> **TASK DESCRIPTION**: Each record below should be output verbatim, without pictures.

> **DATA SHOWN**:
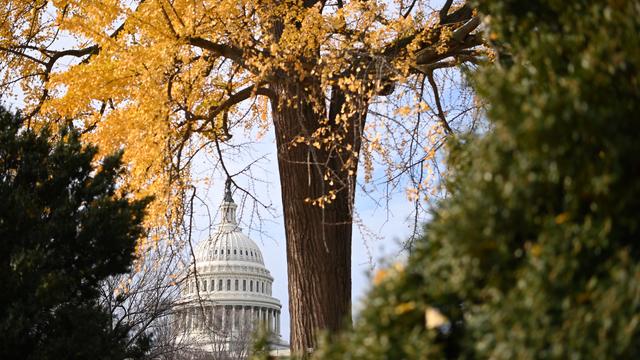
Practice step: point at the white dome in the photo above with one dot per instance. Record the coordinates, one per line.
(228, 243)
(228, 293)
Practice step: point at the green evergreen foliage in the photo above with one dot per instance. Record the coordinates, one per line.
(535, 254)
(63, 229)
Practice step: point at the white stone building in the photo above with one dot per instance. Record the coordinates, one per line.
(229, 295)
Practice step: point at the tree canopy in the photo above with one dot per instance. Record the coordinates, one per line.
(534, 254)
(64, 227)
(340, 81)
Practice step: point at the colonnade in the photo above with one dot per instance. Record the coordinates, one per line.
(234, 318)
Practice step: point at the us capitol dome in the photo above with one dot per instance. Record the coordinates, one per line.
(229, 295)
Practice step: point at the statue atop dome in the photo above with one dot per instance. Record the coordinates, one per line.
(228, 294)
(227, 190)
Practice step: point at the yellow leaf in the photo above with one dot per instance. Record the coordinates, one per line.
(433, 318)
(562, 218)
(405, 308)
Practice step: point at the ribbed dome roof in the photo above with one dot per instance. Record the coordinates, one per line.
(228, 243)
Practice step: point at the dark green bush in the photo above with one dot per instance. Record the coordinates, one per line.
(536, 252)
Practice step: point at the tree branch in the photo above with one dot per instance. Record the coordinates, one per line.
(227, 51)
(436, 96)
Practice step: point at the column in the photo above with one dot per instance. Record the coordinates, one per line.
(244, 319)
(233, 318)
(224, 317)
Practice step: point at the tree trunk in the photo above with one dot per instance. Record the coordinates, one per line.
(318, 239)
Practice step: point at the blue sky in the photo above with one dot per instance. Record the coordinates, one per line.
(391, 222)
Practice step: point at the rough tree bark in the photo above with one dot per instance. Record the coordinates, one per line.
(318, 238)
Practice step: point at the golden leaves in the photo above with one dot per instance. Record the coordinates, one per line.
(433, 318)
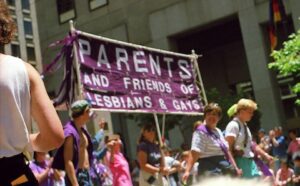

> **WORKED SOLUTION**:
Practice step: point at the white dome in the photo above with one dot per instance. Record the coordinates, one per line.
(228, 243)
(228, 293)
Practice step: point at the green evergreen foliage in the photo above with one dot per instance. Record the coordinates, one per line.
(535, 254)
(63, 229)
Practice step: point at the white stone building in the photo above with one dot per instance. Record the coordinates, one per line.
(229, 295)
Practice step: point at the tree canopy in the photo above with one dot per instance. Record the coordinates, one per line.
(534, 254)
(64, 227)
(340, 81)
Practice step: point at the colonnade in the photo above with one dot per instance. Record the coordinates, one per line.
(234, 318)
Practice step: point at the us capitol dome in the photo above with one dot per instance. Record the coordinates, one per line.
(229, 295)
Practice step: point at the statue atop dome in the photo above with one dot per instance. Record the coordinates, one per line.
(228, 294)
(227, 190)
Practice step: point at the yellow leaf in the photo above with one dot per instance. Record the coordinates, one per line.
(433, 318)
(562, 218)
(405, 308)
Practice step: point at the ribbed dome roof in the photo above with one dot per instance. Record the coordinates, one per line.
(228, 243)
Practice step: point at the dark green bush in the photo above with one dot per instance. Record the coordinates, one per line.
(536, 252)
Practice step: point at the tree branch in the photo above with one dot per instance. Record the coordinates, one per line.
(227, 51)
(436, 96)
Practice step: point at the column in the photo above with one dot per instance. Record the coordinates, one per line.
(244, 319)
(233, 318)
(224, 317)
Practice step: point at the tree trunk in the photo above with one dot per instance. Record the coordinates, one per line.
(318, 239)
Practice step: point at the blue sky in the photo above with one dot per instance. Record the coordinates, one per line.
(391, 222)
Practice step: point at the rough tree bark in the photo above with one dot per instance. Record the coordinates, one per line.
(318, 238)
Practice step: point at the golden leaves in the photo above with one dot per instance. Record the coordinates, one per line.
(433, 318)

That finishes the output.